As proof of their supposed social and environmental credentials, SABMiller sent Kennard a link to what he describes as a ‘CSR [corporate social responsibility] fluff piece’ (since removed) that was published on the Guardian ‘Sustainable Business’ partner zone website. This is illustrative of the cynical way big business can exploit a ‘partnership’ with the Guardian.
They also sent him a SABMiller report co-authored by Coca Cola and Oxfam America, as proof of the kindness of their corporate hearts. The report professed a corporate mission ‘to foster sustainable communities’, to seek ways for business to ‘bring more benefit to more people’ and to ‘meet the needs of our consumers and the communities in which we operate’. All of this corporate PR-speak was given kudos by the collaboration with Oxfam America. The anti-poverty group describes its involvement with ruthless corporations that exploit developing countries as ‘engag[ing] with companies seeking to leverage their resources, creativity, and influence to pro-poor ends.’
As Kennard told us:
‘NGOs [Non-governmental organisations] are very much into taking corporate money now, a story we are working on at the moment.’
We have also previously noted the co-opting of NGOs by big business.

*GIVEN TASK*. Continue the passage about SABMiller's corporate responsibility claims and NGO partnerships, picking up after its final sentence.

*DATA SUPPLIED*.

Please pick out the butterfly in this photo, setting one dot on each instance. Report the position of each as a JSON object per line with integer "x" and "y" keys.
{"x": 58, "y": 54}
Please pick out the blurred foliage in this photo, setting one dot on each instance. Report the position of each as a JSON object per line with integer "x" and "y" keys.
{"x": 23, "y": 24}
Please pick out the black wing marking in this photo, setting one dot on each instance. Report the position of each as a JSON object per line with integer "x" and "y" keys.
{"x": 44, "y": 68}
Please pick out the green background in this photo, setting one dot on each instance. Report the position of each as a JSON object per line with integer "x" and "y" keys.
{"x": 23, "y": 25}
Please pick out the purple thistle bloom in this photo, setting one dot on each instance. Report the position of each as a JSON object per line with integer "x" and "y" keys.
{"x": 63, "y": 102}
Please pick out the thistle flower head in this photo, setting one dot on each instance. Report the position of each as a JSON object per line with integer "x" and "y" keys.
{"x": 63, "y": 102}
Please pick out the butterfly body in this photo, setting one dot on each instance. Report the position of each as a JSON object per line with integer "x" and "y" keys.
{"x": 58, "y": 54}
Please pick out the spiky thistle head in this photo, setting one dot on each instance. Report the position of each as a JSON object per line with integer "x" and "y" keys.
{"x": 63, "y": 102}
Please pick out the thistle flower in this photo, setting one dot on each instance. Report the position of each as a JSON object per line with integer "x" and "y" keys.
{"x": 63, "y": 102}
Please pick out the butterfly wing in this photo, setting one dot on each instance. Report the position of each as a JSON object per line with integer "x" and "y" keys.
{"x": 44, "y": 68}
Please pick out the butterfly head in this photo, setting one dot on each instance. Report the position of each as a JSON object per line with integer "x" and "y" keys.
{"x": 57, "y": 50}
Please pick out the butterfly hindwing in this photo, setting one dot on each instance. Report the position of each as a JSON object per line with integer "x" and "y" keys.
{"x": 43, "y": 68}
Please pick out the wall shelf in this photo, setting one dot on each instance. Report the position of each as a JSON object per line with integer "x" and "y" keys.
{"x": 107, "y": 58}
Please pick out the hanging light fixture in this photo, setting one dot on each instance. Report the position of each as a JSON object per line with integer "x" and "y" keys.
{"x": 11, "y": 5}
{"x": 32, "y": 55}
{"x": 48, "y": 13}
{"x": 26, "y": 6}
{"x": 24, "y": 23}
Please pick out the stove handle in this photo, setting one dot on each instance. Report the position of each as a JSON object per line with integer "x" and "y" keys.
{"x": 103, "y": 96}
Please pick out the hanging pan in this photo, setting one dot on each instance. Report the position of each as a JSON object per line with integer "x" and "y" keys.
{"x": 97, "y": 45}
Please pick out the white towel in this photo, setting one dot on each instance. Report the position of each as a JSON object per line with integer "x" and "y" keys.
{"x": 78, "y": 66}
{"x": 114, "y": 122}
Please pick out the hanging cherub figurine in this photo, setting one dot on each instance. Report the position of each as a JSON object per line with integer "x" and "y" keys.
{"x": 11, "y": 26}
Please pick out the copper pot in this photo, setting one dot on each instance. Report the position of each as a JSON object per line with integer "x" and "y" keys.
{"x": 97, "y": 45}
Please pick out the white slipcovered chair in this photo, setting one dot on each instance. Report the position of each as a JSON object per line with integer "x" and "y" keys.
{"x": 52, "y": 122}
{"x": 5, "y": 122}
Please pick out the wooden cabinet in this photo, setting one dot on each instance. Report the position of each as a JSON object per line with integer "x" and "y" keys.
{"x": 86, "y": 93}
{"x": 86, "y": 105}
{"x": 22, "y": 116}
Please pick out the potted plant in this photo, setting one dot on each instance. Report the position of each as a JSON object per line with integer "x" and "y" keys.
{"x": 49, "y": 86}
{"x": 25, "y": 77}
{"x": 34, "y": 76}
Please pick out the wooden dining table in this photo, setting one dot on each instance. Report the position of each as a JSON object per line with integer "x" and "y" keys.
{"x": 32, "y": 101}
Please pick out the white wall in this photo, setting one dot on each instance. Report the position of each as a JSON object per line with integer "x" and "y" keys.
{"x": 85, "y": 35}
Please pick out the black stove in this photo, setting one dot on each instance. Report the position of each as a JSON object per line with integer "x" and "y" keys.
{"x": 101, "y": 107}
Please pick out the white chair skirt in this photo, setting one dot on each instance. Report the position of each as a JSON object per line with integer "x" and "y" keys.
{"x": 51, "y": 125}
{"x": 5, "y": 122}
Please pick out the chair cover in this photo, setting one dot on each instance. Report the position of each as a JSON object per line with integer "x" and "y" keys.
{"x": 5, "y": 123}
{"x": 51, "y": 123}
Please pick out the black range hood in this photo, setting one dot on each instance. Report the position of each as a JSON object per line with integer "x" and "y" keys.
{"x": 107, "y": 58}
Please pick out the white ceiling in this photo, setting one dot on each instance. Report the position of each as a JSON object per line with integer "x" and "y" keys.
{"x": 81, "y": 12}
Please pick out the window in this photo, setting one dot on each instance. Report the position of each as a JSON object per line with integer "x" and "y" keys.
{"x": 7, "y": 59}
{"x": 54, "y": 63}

*IN RESPONSE*.
Kennard continued:
‘The Guardian must have come under intense pressure from SABMiller after publishing our piece. The company, I imagine, contacted the paper and demanded they do an interview about water stress in Latin America. The Guardian should have refused, and may well have refused if it were not for the funding. Who knows?’
As we observed near the beginning of this alert, the Guardian is already deeply compromised by its involvement with, indeed reliance on, large corporate advertisers. This particular example brings such compromise into stark perspective; but it is a systemic problem. It would be surprising if similar cases have not happened before and have simply gone unnoticed. Perhaps they have been allowed to pass in silence because the relevant journalists did not wish to harm their employment prospects in the media industry.
The Guardian’s ongoing attempts to sell itself as untainted by the undoubted impacts of corporate advertising in manufacturing consent for elite aims are dishonest and do not fool informed readers.
Suggested Action
If you decide to contact a journalist in response to our alert, please keep the tone civil. We do not condone abusive language.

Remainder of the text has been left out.